>> BEGIN Source extract

Maine House Passes Bill to Nullify Unconstitutional Federal Ban on Hemp Farming and Production

Last Wednesday, the Maine House of Representatives passed LD525 (Industrial Hemp) which allows hemp cultivation in the state of Maine, effectively nullifying unconstitutional federal acts which ban the same.  The bill is a simple amendment to previous hemp farming laws removing a requirement that federal permission must first be acquired before production is authorized.  The final vote on LD525 was 24-10 (roll call here).

The amendment simply states:

3. Application. A person desiring to grow industrial hemp for commercial purposes shall apply to the commissioner for a license on a form prescribed by the commissioner. The application must include the name and address of the applicant, the legal description of the land area to be used for the production of industrial hemp and a map, an aerial photograph or global positioning coordinates sufficient for locating the production fields.

>> END Source extract

Directives:
- 1) In the hemp bill article, what makes LD525 effectively nullify the federal acts that ban hemp farming? Answer in one to three sentences.
- 2) Write the next part of the hemp bill article, picking up after its final sentence.

>> BEGIN Data section

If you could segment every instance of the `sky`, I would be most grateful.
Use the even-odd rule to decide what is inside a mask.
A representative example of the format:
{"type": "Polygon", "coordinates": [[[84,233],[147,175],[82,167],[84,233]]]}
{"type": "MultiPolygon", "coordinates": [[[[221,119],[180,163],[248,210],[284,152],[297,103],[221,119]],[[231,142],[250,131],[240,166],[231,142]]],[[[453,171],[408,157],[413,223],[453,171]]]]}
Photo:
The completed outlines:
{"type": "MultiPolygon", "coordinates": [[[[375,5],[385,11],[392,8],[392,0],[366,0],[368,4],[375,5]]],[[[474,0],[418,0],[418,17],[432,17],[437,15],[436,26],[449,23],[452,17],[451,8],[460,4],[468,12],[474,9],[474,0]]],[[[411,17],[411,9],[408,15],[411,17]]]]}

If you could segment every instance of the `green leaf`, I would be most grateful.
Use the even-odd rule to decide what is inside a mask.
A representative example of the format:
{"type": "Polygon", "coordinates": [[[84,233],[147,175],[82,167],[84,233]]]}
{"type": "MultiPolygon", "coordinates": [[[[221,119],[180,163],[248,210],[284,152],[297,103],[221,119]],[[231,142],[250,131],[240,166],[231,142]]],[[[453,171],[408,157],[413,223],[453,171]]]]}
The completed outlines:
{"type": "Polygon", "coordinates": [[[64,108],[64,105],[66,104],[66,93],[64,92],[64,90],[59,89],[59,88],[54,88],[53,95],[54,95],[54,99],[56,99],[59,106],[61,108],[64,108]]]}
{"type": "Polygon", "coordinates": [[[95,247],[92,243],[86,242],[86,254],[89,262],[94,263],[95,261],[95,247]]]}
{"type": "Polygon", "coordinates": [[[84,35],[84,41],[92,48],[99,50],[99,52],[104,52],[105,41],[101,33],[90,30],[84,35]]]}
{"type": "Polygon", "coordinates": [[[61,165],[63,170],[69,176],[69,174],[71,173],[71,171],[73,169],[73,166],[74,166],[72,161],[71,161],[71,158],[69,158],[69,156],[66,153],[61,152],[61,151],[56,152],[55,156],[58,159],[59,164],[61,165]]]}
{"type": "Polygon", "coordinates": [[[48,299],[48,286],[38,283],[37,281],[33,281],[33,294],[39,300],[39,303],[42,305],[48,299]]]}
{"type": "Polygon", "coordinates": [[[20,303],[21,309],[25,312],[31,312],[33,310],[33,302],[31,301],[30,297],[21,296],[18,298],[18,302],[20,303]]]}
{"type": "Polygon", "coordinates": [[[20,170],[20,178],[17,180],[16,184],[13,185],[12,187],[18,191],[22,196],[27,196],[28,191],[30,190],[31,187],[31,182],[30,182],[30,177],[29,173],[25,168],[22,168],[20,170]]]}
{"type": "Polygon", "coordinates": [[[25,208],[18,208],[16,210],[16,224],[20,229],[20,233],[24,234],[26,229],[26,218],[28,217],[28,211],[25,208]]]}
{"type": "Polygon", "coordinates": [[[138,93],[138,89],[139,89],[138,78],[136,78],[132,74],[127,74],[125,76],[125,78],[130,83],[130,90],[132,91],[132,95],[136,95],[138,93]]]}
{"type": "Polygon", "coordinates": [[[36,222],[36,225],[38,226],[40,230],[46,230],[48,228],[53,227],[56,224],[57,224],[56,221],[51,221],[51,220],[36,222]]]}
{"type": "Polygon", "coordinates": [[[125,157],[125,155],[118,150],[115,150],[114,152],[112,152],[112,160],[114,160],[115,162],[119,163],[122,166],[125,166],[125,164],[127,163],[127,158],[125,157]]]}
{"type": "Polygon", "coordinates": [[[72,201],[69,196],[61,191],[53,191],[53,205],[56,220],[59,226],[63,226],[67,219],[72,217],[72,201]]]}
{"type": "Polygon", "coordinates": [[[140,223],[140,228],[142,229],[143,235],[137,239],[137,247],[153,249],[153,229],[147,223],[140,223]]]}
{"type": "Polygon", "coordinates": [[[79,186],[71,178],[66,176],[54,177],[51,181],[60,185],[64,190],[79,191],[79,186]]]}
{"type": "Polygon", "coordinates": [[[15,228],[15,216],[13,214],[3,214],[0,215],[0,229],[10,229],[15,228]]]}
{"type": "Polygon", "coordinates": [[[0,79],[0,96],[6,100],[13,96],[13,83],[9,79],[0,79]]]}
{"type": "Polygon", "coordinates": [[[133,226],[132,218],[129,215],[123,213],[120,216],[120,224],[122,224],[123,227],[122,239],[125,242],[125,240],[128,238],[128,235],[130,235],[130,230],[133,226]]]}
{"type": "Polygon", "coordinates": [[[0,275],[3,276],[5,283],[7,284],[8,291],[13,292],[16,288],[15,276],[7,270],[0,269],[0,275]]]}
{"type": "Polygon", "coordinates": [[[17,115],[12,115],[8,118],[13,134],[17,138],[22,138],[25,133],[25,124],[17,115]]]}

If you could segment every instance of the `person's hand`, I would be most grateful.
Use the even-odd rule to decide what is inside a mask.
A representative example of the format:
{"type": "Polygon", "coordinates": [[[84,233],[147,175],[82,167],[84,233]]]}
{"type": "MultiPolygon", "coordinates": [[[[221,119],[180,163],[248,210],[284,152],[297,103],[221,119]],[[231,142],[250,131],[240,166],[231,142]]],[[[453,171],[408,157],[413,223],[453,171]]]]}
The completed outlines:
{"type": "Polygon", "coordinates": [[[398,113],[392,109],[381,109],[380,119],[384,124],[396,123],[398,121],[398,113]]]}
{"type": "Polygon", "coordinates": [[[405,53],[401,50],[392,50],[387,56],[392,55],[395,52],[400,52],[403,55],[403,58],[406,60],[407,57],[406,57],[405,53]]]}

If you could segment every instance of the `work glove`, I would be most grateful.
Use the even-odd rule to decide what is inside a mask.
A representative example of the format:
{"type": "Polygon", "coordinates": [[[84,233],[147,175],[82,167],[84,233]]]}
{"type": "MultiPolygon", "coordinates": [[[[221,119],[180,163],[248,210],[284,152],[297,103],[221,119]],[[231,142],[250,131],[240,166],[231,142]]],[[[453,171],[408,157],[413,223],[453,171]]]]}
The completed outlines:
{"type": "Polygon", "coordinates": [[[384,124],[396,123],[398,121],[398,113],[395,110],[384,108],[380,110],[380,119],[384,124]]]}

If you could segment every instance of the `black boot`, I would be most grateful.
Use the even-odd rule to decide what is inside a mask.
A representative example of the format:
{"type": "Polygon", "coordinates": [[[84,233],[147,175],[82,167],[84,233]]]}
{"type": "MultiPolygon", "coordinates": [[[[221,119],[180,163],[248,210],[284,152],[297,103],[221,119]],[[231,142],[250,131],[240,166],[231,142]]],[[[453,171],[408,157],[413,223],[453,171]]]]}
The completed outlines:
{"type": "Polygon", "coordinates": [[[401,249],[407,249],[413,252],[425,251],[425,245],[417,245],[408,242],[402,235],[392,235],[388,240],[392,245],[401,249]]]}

>> END Data section

Answer set:
- 1) LD525 allows hemp cultivation in Maine and removes the earlier requirement that federal permission be obtained before production is authorized. Because growers no longer need that federal approval, the state law effectively nullifies the federal acts that ban hemp farming.

- 2)
4. License issued.   Upon review and approval of an application, the commissioner shall notify the applicant and request that the application fee determined under subsection 7 be submitted. Upon receipt of the appropriate fee, the commissioner shall issue a license, which is valid for a period of one year and only for the site or sites specified in the license.

The bill now has moved to the Maine State Senate where Senator Emily Cain made a motion to have the bill placed on the Special Appropriations Table. In Maine, the Special Appropriations Table is where funding of the bill is determined. If the bill is properly funded, it moves forward. However, this is also the one of those legislative road blocks that is often used to kill bills. If the Senate fails to fund a bill, it will die here. So putting pressure on Maine State Senators is crucial for the advancement of this bill.  If passed, Maine would become the 2nd state in the country to nullify the unconstitutional federal ban on hemp farming and production.  Just this month, Colorado’s Governor Hickenloooper signed a bill making his state the first.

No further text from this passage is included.